**YOUR TASKS:**
[1] According to the article on The Stinky & Dirty Show, what is Dirty afraid of?
[2] Retype the passage of the article on The Stinky & Dirty Show between "Chip (voiced by" and "spreading the love.", inclusive.

**SOURCE EXTRACT:**
-------------------------

The Stinky & Dirty Show is an animated television series that premiered on January 15, 2015 on Amazon Prime Video. It is a show about vehicles, and is aimed at teaching kids creative methods for solving problems. A preview was shown alongside two other potential series; Sara Solves It and Buddy: Tech Detective. It ultimately won in view, and the other two shows were scrapped. The series premiered in 2015 with its first season, and ended with an extended second season lasting until summer 2019.

Plot
The adventures of best friends and unlikely heroes, Stinky the garbage truck and Dirty the backhoe loader, a dynamic and hilarious duo of resourcefulness that learn that when things don't go as expected, asking "what if" can lead to success. The series is based on the books by Jim and Kate McMullan.

Characters

 Stinky (voiced by Jaden Betts in season 1; Issac Ryan Brown in season 2) – A brown rear loader garbage truck who is the sillier one of the duo. He sees value in garbage where others don't and often provides materials needed to solve a problem, though he often attempts sillier methods such as sneaking in his favorite trash item (moldy melons). Although both Stinky and Dirty hate being clean, Stinky doesn't mind being washed... so long as he retains his signature foul odor.
 Dirty (voiced by Jacob Guenther in season 1; Jet Jurgensmeyer in season 2) – A yellow backhoe loader with a rotating cab who is the more mature one and the brains of the duo. He dreams of becoming the world's best building truck and often thinks more logically in their plans than his best friend. He often draws his ideas on a soft surface on the ground to review ideas, and has a liking for dirt. He has a rock collection and a two-way radio used to call other vehicles for assistance. Although both Stinky and Dirty hate being clean, Dirty has a fear of soap, and often panics if he comes in contact with the fluid.
 Tall (voiced by Wallace Shawn) – A yellow and blue mobile crane who lifts things faster when he laughs.
 Chip (voiced by Darin De Paul) – A blue excavator with a yellow jackhammer and orange hard hat.
 Big Ben (voiced by Jonathan Adams and Rick D. Wasserman from late season 1 to early season 2) – A large green semi flatbed truck.
 Chill (voiced by Billy West) – A pink, cream and powder blue ice cream truck with a large spinning vanilla ice cream cone on his roof and green doors. He speaks in a relaxed manner and is very level headed.
 Mighty (voiced by Jack McGraw) – A black and red tug boat.
 Sender (voiced by Anna Camp) – A mail truck with pink hubcaps who loves spreading the love.
 Dumper (voiced by Jane Lynch) – A blue dump truck who likes music and dancing.
 Monster Truck (voiced by Tom Kenny) – A blue and red paranoid monster truck.
 Meg (voiced by Whoopi Goldberg) – A news truck with megaphone who often gives announcements.
 Jumpy (voiced by Kimberly Brooks) – A purple and green stunting sport bike with multiple shows and films.

-------------------------

**Point placement records:**
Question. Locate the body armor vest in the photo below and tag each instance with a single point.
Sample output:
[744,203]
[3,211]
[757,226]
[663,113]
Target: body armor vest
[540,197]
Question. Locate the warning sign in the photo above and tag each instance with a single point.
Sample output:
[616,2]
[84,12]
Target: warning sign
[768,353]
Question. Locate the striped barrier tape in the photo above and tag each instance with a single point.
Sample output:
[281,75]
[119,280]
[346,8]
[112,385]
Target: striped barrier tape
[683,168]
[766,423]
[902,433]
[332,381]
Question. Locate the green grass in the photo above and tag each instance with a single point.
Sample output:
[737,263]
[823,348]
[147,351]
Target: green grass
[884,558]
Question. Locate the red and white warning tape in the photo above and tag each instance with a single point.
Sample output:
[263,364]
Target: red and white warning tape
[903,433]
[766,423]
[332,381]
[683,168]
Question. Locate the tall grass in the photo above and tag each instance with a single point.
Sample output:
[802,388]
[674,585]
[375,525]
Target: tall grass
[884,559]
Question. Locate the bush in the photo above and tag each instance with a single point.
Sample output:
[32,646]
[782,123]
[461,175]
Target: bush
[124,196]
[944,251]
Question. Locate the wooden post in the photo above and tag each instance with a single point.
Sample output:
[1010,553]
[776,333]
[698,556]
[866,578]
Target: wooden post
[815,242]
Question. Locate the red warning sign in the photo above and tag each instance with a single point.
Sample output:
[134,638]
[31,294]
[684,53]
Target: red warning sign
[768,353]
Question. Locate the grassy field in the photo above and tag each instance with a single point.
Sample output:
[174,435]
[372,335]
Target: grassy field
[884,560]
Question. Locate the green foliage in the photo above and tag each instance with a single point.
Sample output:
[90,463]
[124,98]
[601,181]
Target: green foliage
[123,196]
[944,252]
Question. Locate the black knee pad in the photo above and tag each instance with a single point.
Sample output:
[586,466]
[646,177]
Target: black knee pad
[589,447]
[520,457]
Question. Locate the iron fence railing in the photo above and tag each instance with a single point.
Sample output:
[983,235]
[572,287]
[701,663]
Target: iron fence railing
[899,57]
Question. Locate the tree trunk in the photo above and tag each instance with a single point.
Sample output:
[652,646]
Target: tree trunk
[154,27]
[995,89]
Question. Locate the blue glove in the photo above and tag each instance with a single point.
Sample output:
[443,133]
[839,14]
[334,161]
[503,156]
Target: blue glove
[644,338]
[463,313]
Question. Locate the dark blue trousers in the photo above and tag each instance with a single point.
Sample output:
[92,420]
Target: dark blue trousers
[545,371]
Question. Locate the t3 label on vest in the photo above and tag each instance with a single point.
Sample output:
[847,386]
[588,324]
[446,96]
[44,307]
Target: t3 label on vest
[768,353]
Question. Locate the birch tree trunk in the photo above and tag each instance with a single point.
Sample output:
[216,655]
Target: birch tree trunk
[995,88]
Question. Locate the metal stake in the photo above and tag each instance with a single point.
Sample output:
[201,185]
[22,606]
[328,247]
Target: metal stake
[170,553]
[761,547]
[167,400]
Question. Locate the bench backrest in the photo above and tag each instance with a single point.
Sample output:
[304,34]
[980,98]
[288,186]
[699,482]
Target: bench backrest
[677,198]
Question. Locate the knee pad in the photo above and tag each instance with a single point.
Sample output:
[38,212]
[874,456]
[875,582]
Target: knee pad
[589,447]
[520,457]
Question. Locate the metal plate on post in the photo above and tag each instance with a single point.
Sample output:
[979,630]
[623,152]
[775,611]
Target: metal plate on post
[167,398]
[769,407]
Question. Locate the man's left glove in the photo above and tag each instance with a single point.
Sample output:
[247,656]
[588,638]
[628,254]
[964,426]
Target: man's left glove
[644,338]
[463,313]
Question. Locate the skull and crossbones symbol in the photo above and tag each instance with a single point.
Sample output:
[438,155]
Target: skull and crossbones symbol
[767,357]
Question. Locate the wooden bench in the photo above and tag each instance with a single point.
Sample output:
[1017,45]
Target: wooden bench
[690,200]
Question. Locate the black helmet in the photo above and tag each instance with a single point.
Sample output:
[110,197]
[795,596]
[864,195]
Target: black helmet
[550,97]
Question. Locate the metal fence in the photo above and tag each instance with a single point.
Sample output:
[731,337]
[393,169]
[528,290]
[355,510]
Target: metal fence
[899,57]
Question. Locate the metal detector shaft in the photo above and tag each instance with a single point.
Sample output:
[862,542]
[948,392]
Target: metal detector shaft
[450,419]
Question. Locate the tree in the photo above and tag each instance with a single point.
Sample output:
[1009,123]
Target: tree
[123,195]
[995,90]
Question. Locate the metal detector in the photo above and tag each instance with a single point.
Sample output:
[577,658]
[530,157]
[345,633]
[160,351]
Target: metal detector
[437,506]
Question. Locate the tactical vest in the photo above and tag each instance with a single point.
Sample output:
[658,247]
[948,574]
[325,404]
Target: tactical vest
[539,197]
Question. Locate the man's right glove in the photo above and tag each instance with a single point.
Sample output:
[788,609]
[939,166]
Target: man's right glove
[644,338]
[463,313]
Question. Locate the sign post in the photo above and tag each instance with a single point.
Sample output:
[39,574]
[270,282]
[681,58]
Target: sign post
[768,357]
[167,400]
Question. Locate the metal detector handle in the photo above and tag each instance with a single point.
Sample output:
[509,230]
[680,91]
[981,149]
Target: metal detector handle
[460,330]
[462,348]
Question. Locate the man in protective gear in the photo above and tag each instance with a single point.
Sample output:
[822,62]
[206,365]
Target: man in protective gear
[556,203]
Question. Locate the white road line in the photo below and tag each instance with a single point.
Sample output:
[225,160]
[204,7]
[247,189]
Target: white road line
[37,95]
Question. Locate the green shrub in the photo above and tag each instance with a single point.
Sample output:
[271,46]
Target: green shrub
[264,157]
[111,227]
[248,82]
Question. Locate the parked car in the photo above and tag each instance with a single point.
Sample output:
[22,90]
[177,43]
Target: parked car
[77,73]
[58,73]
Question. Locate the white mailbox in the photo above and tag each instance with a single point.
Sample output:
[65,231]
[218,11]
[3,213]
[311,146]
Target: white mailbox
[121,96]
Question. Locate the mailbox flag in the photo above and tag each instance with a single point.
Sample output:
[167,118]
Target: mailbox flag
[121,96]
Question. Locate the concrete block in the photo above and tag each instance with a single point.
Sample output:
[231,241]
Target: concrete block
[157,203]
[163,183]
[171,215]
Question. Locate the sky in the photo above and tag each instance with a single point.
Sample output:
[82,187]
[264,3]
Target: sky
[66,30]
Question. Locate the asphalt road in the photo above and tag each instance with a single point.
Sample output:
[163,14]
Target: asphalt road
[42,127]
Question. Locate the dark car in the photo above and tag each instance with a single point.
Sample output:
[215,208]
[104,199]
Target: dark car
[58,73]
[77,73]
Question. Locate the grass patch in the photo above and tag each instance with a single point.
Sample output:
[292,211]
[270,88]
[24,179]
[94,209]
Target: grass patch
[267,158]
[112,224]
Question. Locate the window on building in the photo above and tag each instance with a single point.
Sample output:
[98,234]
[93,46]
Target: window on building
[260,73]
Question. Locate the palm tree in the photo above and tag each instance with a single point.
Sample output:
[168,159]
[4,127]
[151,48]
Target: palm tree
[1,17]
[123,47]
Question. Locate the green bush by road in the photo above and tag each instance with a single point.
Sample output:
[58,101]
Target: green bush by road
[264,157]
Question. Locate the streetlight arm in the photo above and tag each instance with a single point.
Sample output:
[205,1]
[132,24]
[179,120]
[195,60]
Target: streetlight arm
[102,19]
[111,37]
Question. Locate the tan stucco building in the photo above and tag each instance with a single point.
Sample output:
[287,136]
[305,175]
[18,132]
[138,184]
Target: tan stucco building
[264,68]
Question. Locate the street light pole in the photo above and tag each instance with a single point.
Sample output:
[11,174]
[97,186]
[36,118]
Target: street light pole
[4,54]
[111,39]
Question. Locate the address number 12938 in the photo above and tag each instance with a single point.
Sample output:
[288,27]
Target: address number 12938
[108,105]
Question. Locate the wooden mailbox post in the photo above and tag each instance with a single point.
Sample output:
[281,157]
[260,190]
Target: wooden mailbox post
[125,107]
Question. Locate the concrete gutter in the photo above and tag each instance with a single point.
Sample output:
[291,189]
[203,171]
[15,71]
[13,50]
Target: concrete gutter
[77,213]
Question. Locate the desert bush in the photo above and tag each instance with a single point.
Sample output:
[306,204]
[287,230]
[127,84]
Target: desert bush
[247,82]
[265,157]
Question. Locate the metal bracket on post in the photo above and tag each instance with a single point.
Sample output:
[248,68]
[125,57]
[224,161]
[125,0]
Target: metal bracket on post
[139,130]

-------------------------

**PER-TASK OUTPUTS:**
[1] Soap.

[2]
Chip (voiced by Darin De Paul) – A blue excavator with a yellow jackhammer and orange hard hat.
 Big Ben (voiced by Jonathan Adams and Rick D. Wasserman from late season 1 to early season 2) – A large green semi flatbed truck.
 Chill (voiced by Billy West) – A pink, cream and powder blue ice cream truck with a large spinning vanilla ice cream cone on his roof and green doors. He speaks in a relaxed manner and is very level headed.
 Mighty (voiced by Jack McGraw) – A black and red tug boat.
 Sender (voiced by Anna Camp) – A mail truck with pink hubcaps who loves spreading the love.